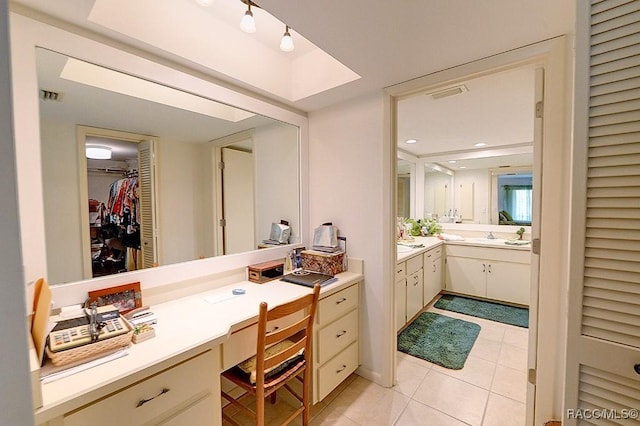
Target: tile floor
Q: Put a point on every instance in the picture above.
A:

==

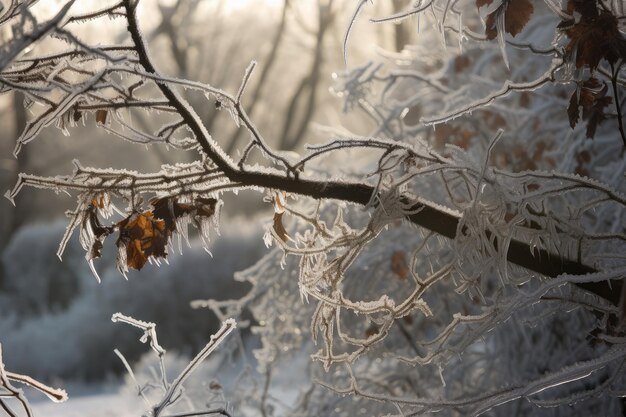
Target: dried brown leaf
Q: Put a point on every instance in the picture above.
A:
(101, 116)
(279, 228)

Instructions for the task: Return each line of the material in which the string "Target" can be found.

Final answer:
Target: tile floor
Target: dried brown leaf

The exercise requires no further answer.